(Location annotation dataset excerpts)
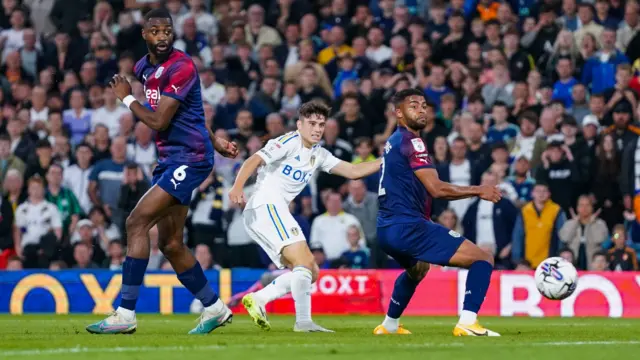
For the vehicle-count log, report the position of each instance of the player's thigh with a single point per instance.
(275, 230)
(418, 271)
(392, 240)
(467, 254)
(171, 227)
(153, 205)
(179, 180)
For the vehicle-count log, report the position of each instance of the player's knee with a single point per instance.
(172, 248)
(418, 273)
(134, 223)
(315, 272)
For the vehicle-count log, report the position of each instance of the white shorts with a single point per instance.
(272, 227)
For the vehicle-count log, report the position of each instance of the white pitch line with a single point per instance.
(85, 350)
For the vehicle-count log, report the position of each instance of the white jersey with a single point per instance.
(288, 168)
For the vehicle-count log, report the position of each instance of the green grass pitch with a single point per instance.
(164, 337)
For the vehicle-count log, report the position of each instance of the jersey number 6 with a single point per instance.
(179, 174)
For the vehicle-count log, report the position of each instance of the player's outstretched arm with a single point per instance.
(444, 190)
(157, 120)
(356, 171)
(236, 193)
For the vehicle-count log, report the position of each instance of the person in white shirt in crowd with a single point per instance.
(205, 22)
(143, 151)
(329, 230)
(62, 151)
(76, 176)
(490, 225)
(109, 115)
(377, 50)
(191, 36)
(38, 227)
(212, 91)
(12, 39)
(39, 110)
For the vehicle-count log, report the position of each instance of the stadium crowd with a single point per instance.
(539, 98)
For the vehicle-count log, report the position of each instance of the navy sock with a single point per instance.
(402, 292)
(132, 275)
(195, 281)
(478, 279)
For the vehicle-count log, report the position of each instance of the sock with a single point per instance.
(132, 275)
(478, 280)
(195, 281)
(391, 324)
(403, 290)
(301, 292)
(278, 288)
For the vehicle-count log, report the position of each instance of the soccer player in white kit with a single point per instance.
(286, 164)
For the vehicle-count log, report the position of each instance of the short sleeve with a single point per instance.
(328, 161)
(416, 153)
(273, 151)
(181, 77)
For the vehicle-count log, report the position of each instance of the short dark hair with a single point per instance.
(314, 108)
(400, 96)
(159, 13)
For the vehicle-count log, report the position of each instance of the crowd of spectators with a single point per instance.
(539, 98)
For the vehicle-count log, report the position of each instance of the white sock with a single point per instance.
(391, 324)
(468, 317)
(301, 292)
(278, 288)
(216, 307)
(129, 315)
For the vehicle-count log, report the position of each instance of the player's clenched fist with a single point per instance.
(490, 193)
(237, 196)
(226, 148)
(120, 86)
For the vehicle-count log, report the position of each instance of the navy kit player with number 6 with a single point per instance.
(185, 149)
(408, 181)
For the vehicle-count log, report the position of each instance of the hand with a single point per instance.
(629, 215)
(107, 209)
(490, 193)
(226, 148)
(574, 216)
(505, 252)
(120, 86)
(627, 202)
(237, 196)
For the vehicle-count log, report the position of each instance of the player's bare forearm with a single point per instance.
(247, 169)
(156, 120)
(356, 171)
(448, 191)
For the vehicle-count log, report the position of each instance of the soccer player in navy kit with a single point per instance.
(185, 160)
(408, 181)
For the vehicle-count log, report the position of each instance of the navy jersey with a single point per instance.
(186, 140)
(403, 198)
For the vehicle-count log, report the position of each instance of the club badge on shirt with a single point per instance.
(159, 72)
(418, 145)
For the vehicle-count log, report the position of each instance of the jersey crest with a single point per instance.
(159, 72)
(418, 145)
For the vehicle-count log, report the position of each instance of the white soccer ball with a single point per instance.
(556, 278)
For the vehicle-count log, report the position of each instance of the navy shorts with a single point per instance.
(179, 180)
(419, 241)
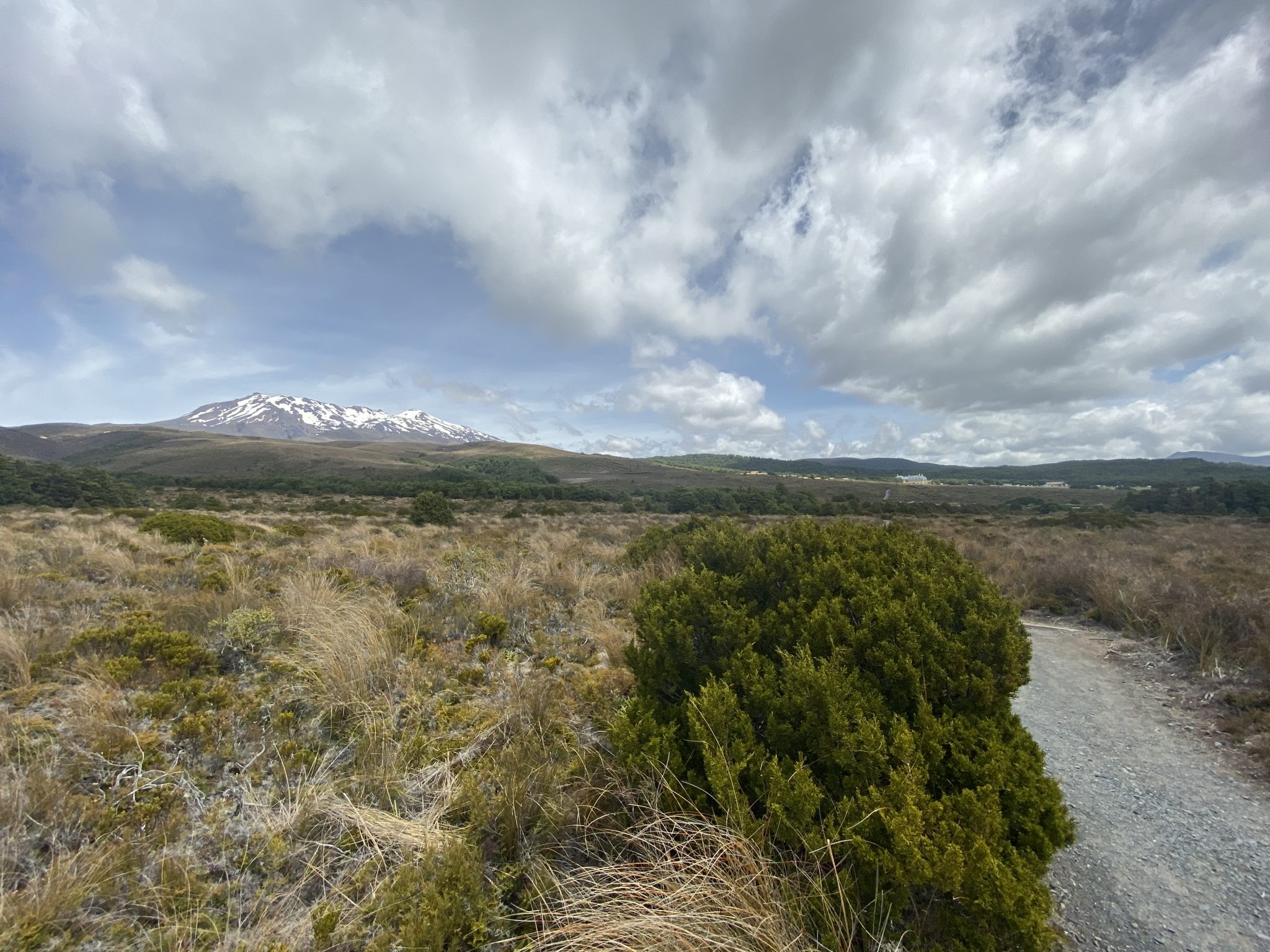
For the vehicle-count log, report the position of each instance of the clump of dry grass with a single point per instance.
(678, 883)
(1199, 586)
(345, 645)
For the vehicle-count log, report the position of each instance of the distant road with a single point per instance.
(1173, 850)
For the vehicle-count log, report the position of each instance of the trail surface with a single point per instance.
(1173, 850)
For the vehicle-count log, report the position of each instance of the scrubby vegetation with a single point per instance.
(845, 690)
(190, 527)
(431, 509)
(350, 733)
(1197, 587)
(51, 484)
(1209, 498)
(337, 730)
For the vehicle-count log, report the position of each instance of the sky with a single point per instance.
(956, 231)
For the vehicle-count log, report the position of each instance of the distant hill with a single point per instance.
(313, 420)
(23, 444)
(1076, 472)
(1222, 457)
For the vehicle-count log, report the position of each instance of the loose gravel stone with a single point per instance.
(1173, 848)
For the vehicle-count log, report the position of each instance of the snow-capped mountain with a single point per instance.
(300, 418)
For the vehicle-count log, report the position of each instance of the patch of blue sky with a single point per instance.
(1179, 372)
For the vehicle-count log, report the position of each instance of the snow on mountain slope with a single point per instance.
(299, 418)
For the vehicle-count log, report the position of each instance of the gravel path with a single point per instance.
(1173, 850)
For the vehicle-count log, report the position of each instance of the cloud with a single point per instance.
(153, 287)
(653, 350)
(703, 402)
(74, 232)
(1008, 223)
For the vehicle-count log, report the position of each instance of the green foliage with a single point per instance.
(508, 469)
(187, 527)
(141, 650)
(431, 508)
(851, 684)
(189, 499)
(52, 484)
(1076, 472)
(1091, 519)
(491, 627)
(1210, 498)
(438, 903)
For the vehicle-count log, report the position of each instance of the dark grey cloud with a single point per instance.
(1005, 220)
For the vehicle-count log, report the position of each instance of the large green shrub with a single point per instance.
(431, 508)
(189, 527)
(851, 684)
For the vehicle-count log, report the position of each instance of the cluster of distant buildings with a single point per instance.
(921, 478)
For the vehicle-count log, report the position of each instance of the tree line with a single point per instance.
(1209, 498)
(51, 484)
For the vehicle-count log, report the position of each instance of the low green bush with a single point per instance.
(431, 508)
(850, 685)
(189, 527)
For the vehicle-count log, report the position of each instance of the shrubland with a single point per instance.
(1197, 587)
(339, 731)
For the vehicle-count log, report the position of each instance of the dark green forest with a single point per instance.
(1080, 474)
(51, 484)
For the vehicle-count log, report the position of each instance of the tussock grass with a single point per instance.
(415, 747)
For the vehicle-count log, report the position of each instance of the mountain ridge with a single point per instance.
(1209, 457)
(281, 416)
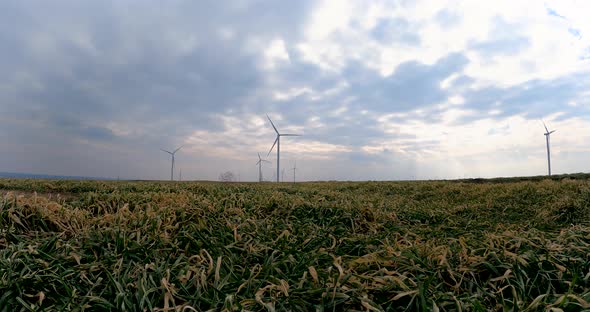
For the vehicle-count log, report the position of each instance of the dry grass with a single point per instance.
(158, 246)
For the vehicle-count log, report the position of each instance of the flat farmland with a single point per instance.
(327, 246)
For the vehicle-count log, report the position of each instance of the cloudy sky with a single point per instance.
(381, 90)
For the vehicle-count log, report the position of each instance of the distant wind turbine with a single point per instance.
(278, 144)
(259, 163)
(172, 168)
(547, 134)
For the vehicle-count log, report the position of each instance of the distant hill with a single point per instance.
(16, 175)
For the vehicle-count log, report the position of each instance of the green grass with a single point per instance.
(334, 246)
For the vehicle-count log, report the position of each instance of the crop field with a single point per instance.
(332, 246)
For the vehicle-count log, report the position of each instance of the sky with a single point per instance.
(380, 90)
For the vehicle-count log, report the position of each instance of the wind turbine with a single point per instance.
(259, 163)
(547, 134)
(278, 144)
(172, 168)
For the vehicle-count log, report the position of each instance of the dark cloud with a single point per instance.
(533, 99)
(412, 85)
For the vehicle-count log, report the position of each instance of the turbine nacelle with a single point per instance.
(277, 142)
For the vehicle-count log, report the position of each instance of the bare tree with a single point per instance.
(227, 176)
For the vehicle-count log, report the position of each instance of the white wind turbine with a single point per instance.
(278, 144)
(547, 134)
(259, 163)
(172, 168)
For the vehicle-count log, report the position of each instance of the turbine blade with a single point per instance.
(544, 125)
(273, 145)
(273, 125)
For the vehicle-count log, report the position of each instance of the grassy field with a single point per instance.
(335, 246)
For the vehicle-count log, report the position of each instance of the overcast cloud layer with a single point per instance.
(381, 90)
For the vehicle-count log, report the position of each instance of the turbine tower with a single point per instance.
(172, 168)
(278, 144)
(259, 163)
(547, 134)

*Exercise*:
Rewrite the rows starting at the line containing "tower with a single point per instance." and ending at the last row, changing "turbine tower" to "turbine mast" and keeping everything else the same.

*Task result*:
For the vehicle-count log, report the position of each instance of the turbine mast with a single point per instance.
(172, 168)
(278, 144)
(259, 163)
(547, 134)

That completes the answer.